* _Exercise material_:
━━━━━━

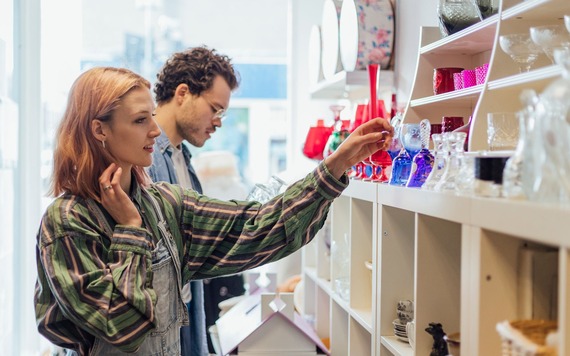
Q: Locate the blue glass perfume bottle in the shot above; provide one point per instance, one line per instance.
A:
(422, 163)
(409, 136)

━━━━━━

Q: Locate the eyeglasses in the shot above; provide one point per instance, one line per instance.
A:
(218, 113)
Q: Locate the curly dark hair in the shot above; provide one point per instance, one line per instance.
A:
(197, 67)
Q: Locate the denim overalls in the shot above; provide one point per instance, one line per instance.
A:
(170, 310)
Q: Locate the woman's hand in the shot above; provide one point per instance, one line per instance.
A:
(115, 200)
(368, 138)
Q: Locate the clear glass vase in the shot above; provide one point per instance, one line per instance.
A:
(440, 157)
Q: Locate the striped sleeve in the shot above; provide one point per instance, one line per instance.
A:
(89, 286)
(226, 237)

━━━━━━

* _Your task_: Would you please filter the lines above and copy every one that includes "provide"?

* _Final answer_:
Q: Locate the blue glass perfume bottle in the shot above; provide one point per instance, one line per instance.
Q: Locate the eyeglasses in the shot above; provide one point per instance, one line per instance.
Q: Locate the curly dark hair in the shot above; provide one point per instance, one line per instance.
Q: Locate the denim overalls in the shot above; provide one point per instance, one line per instance.
Q: Locate the woman's hand in the shot above; provide one point per instance, one line per instance.
Q: Locate the clear glass vase in the shot above; provide one point per instance, one line per instance.
Q: Locate the striped sleeve in the shot above; provide one point per instance, one line per instance.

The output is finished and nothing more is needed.